_STATED EXERCISE 1_
List every date in day/month form with a slash (such as 00/00) that appears in the Eilat ringing post below.
_STATED EXERCISE 2_
According to the Eilat ringing post below, are these statements true? Answer yes or no for each, and quote the words that decide it.
(a) The first Chiffchaff was ringed before the first Bluethroat.
(b) The debated juvenile Wheatear was finally identified as a Black-eared Wheatear.
(c) Most of the 54 waders ringed on the salt ponds were Little Stints.
_STATED EXERCISE 3_
Quote the Eilat ringing post below from "An interesting bird" up to and including "try, you succeed!".

--- start EXCERPT PROVIDED ---

Tuesday, October 21, 2014

Quality not quantity

Autumn migration continues to provide many interesting birds here at Eilat. Apart from a freak catch of 180 birds one morning (thanks to low feeding Hirundines and large flocks of Spanish Sparrows Passer hispaniolensis finding the nets), the number of captures has been lower the past couple of weeks, averaging about 50 birds ringed a day. However despite the lull in numbers we have still caught some nice species.
The late autumn migrants have arrived, with the first Bluethroat Luscinia svecica  ringed on 08/10 and the first Chiffchaff Phylloscopus collybita on 17/10. Winter visitors like Sardinian Warbler Sylvia melanocephala Cetti's Warbler and Cetti cettia have also started to appear.

We have also some ringed some less common migrants. Amongst the daily catch of Red-backed Lanius collurio and Masked Shrikes Lanius nubicus came a Daurian Shrike Lanius isabellinus on 13/10

A juvenile Red-breasted Flycatcher Ficedula parva, a fairly scarce species for the area, was caught on 16/10, with a few more being sighted by birders around Eilat.

A Common Rosefinch Carpodacus erythrinus, despite the name, was another unncommon bird ringed.

An interesting bird that caused considerable debate between Noam and Juan was a juvenile Wheatear that Showed features of both Pied Oenanthe pleschanka and Black-eared Oenanthe hispanica . Eventually it was settled on being the latter, and another similar bird was caught a few days later, both probably the eastern subspecies Melanoleuca .

Every morning we've been opening the nets early to try to catch Nightjars, as well as walking around the park at night with a torch and hand net in the hope of dazzling one. All targeted attempts have so far been unsuccessful. However, halfway through the morning ringing session on the 17 th I got a surprise when I flushed a European Nightjar Caprimulgus europaeus from its daytime roost and into one of Heligoland traps. It's sometimes the case with ringing that when you do not try, you succeed!

Another good bird to the find in the Heligoland trap was a juvenile male Eurasian Sparrowhawk Accipiter nisus .

2 White-throated Kingfishers Halcyon smyrnensis , a winter visitor to Eilat, have been ringed, these stunning birds perhaps my favorite so far. We are also catching Common Kingfishers Alcedo atthis almost daily.

Another colorful beauty we are continuing to ring every week is the Little Green Bee-eater Merops orientalis .
As well as morning ringing we've found the time for the Hirundine roost, with the best catch being 145 birds, and a couple of evening mist netting sessions on the salt ponds, with 54 waders ringed, mostly Little Stint Calidris minuta . The highlight of birding in the local area was at least 6 Hoopoe Larks Alaemon alaudipe  observed at Evrona on 05/10.

--- end EXCERPT PROVIDED ---
--- start ENTRIES PROVIDED ---

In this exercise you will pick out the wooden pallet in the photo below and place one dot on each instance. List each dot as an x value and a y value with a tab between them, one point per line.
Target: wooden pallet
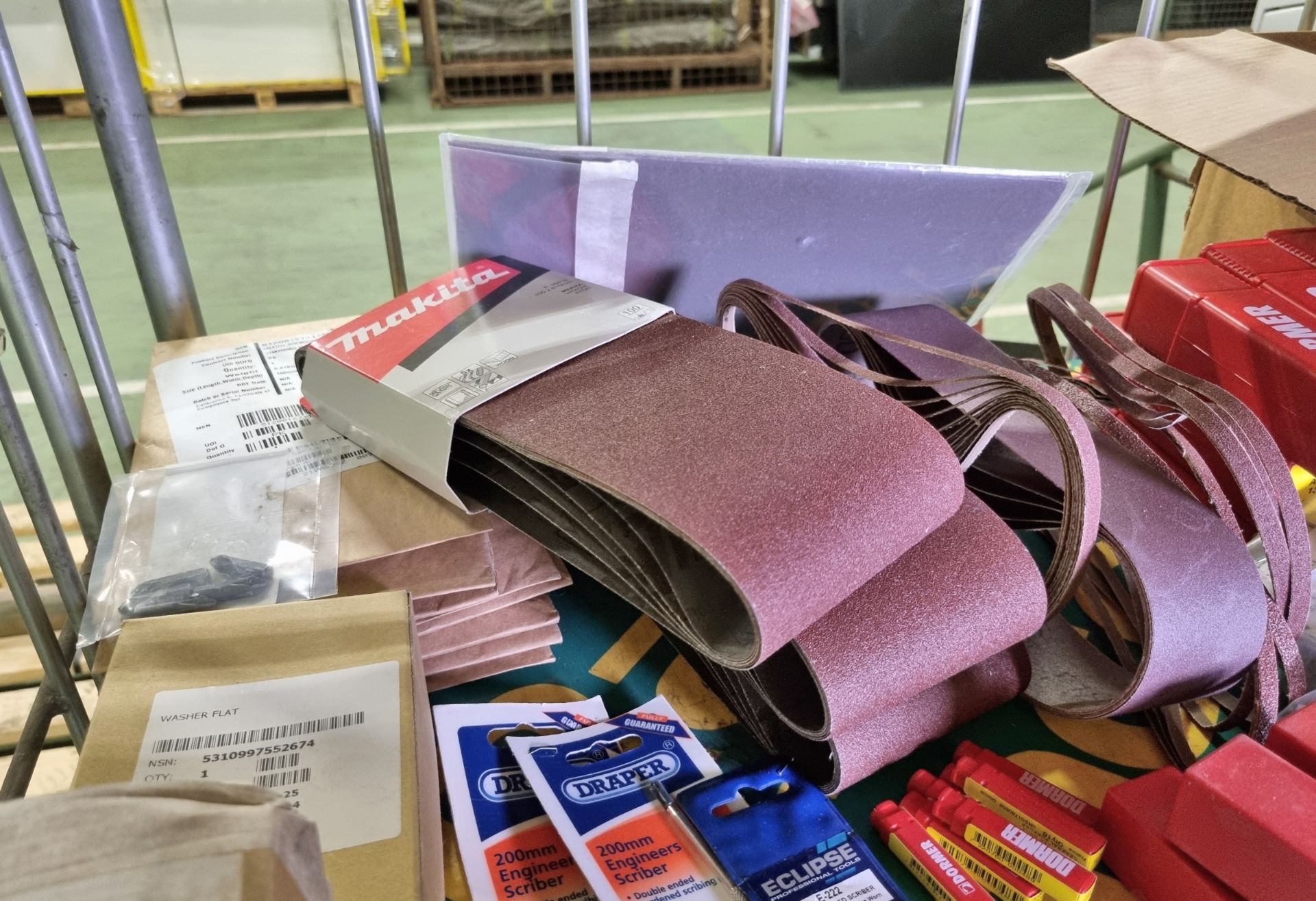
71	106
254	97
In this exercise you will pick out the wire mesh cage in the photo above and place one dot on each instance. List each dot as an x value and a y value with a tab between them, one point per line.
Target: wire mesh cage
1191	15
507	50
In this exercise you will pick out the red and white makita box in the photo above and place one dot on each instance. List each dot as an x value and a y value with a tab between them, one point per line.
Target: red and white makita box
399	377
1241	315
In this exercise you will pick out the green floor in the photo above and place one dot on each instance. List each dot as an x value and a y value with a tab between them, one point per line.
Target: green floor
280	220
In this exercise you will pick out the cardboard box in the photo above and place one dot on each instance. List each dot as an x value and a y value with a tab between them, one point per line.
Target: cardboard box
321	700
1241	101
380	510
162	842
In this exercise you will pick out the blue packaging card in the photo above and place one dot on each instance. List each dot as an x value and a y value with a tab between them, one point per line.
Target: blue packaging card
781	839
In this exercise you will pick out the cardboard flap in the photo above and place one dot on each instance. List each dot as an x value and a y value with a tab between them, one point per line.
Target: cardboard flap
1241	100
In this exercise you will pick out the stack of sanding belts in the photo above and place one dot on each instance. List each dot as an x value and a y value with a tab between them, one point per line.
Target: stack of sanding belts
824	518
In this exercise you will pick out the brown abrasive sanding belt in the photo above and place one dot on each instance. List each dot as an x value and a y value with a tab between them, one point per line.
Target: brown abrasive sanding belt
733	492
918	651
1190	592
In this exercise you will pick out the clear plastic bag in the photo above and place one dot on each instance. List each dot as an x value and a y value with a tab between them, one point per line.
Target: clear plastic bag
217	533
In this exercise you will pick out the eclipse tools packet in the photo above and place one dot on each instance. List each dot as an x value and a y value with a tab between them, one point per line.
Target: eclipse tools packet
592	786
781	839
510	850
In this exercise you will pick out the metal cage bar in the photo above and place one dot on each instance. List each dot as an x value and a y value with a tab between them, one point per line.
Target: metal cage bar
108	69
581	67
781	62
50	374
378	144
62	248
964	75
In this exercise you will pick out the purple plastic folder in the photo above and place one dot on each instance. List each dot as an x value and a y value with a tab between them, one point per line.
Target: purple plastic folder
677	227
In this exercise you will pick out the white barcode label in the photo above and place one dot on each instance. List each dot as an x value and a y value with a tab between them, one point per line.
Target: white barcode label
241	400
282	762
267	734
329	742
286	778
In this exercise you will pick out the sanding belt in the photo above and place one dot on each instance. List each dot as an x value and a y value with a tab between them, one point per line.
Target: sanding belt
1190	596
762	507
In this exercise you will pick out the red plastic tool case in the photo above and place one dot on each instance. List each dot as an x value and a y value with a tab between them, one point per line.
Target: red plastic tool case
1241	315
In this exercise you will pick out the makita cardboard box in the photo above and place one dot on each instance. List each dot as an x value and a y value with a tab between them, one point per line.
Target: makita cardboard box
398	379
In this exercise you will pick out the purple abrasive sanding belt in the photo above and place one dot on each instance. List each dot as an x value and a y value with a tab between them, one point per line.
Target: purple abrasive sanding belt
1201	605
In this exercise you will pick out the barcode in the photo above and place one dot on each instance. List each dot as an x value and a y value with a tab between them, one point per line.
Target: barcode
282	762
271	416
273	442
1008	858
267	734
286	778
273	427
979	871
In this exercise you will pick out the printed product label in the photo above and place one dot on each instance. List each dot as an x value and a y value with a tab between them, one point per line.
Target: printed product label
241	400
832	871
330	743
398	379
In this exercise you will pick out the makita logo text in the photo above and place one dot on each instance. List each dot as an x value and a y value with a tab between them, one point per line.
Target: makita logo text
945	865
1048	856
420	304
1057	796
1286	326
507	784
587	789
803	874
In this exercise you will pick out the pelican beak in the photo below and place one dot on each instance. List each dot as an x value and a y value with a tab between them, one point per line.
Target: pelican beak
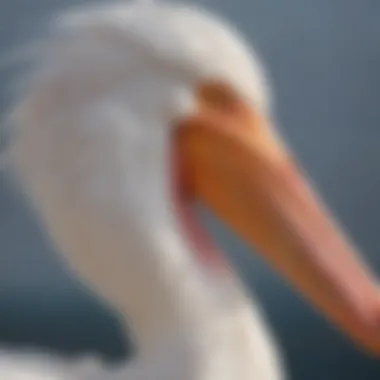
237	165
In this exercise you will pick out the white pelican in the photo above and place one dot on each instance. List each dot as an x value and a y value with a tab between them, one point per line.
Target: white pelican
136	111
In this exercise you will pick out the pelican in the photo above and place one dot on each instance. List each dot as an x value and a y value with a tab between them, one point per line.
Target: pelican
135	113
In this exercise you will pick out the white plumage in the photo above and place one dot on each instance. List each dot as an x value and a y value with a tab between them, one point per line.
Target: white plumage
91	145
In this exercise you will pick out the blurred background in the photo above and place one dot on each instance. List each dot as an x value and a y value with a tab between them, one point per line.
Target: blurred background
323	58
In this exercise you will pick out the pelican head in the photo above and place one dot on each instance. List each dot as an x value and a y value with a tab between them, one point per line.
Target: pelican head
137	112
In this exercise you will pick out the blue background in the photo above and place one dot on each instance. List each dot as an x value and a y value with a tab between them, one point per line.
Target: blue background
323	58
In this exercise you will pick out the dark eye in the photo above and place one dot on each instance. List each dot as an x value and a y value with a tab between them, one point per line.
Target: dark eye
218	96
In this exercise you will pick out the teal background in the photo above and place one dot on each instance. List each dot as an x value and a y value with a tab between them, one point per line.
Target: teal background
323	58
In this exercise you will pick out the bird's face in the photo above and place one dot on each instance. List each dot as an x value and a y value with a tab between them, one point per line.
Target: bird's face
228	155
223	150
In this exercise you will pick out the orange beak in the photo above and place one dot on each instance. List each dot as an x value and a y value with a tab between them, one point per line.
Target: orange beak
241	170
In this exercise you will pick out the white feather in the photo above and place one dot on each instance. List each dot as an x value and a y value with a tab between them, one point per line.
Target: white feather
91	140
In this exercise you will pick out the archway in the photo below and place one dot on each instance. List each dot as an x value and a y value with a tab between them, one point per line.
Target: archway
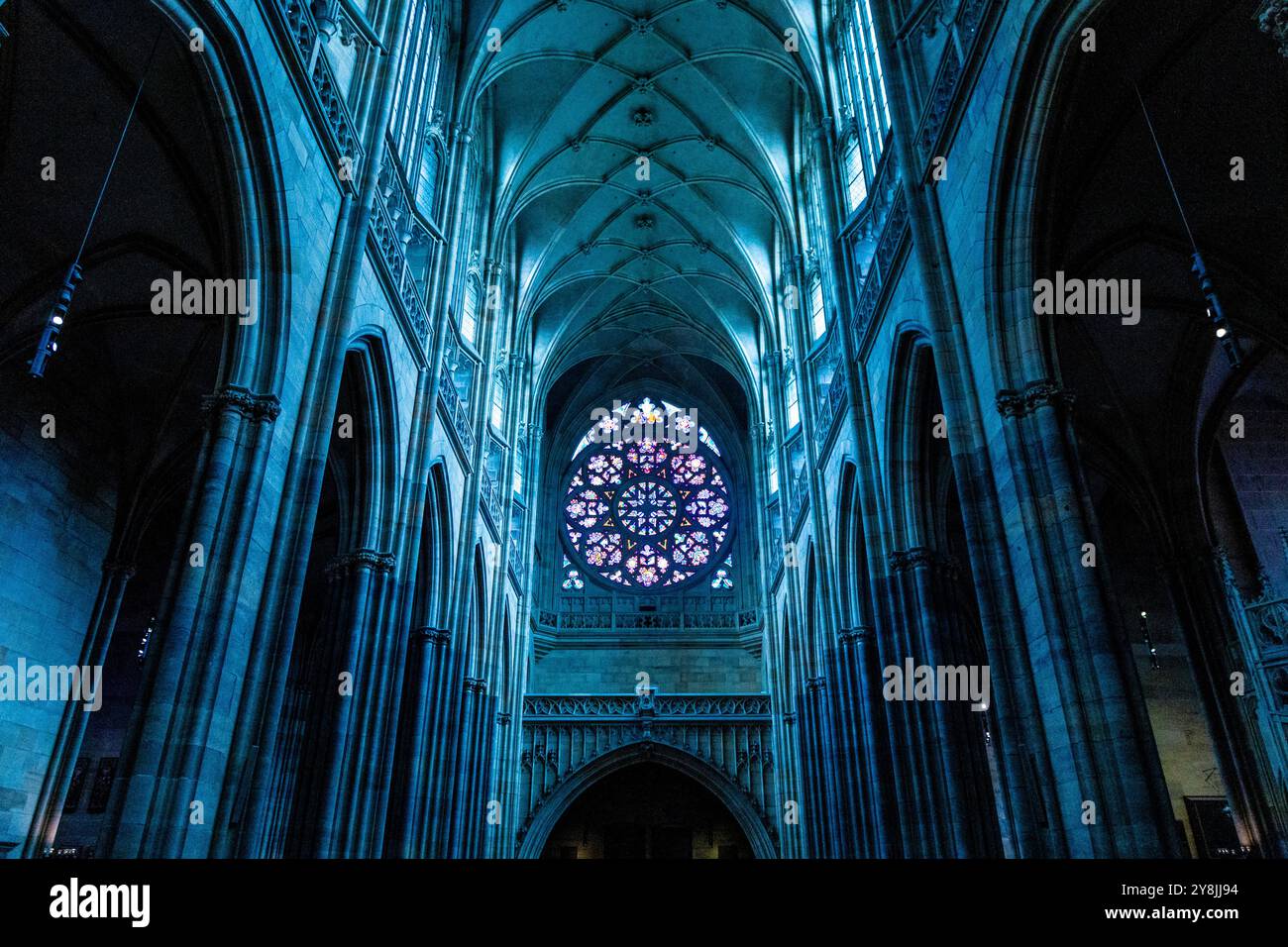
1164	479
752	838
647	810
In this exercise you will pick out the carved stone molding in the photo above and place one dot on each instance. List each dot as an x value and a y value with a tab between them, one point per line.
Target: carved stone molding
1273	20
119	567
254	407
1012	403
348	564
922	557
854	635
433	637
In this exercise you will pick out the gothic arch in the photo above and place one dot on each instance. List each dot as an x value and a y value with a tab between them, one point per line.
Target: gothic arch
545	818
913	386
256	355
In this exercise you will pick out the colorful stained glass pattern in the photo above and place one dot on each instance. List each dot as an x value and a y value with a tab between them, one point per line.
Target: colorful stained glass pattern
645	515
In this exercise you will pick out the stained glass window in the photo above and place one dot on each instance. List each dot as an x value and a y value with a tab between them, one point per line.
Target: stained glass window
818	316
469	312
647	514
645	411
572	578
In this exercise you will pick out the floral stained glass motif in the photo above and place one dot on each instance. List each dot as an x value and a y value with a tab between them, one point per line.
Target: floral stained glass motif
572	578
721	579
648	412
645	514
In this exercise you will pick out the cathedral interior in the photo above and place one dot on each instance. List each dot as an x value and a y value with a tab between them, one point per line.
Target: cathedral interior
644	429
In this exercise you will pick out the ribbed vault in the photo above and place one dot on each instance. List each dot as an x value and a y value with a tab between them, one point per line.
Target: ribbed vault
643	157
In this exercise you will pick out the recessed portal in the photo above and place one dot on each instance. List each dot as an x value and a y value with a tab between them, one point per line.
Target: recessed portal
647	810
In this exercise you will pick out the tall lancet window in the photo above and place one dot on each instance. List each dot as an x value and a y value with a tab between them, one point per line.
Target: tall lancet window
647	504
471	312
498	405
864	108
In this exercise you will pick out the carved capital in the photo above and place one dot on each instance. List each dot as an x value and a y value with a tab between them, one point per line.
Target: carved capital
348	564
243	401
119	567
854	635
1043	393
1273	20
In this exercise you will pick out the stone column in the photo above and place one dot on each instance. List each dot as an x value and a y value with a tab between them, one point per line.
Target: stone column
163	753
71	731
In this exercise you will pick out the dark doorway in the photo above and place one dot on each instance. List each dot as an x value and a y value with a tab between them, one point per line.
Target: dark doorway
647	810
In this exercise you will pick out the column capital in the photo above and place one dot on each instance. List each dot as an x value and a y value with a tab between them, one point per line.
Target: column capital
254	407
119	567
1042	393
854	635
360	560
1273	20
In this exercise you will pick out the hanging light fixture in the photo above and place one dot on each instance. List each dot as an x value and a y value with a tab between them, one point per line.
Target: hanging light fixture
48	344
1215	313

--- end ENTRIES PROVIDED ---

_PROBLEM SOLUTION 1_
08/10, 17/10, 13/10, 16/10, 05/10

_PROBLEM SOLUTION 2_
(a) No: "the first Bluethroat Luscinia svecica  ringed on 08/10 and the first Chiffchaff Phylloscopus collybita on 17/10"
(b) Yes: "Showed features of both Pied Oenanthe pleschanka and Black-eared Oenanthe hispanica . Eventually it was settled on being the latter"
(c) Yes: "with 54 waders ringed, mostly Little Stint Calidris minuta"

_PROBLEM SOLUTION 3_
An interesting bird that caused considerable debate between Noam and Juan was a juvenile Wheatear that Showed features of both Pied Oenanthe pleschanka and Black-eared Oenanthe hispanica . Eventually it was settled on being the latter, and another similar bird was caught a few days later, both probably the eastern subspecies Melanoleuca .

Every morning we've been opening the nets early to try to catch Nightjars, as well as walking around the park at night with a torch and hand net in the hope of dazzling one. All targeted attempts have so far been unsuccessful. However, halfway through the morning ringing session on the 17 th I got a surprise when I flushed a European Nightjar Caprimulgus europaeus from its daytime roost and into one of Heligoland traps. It's sometimes the case with ringing that when you do not try, you succeed!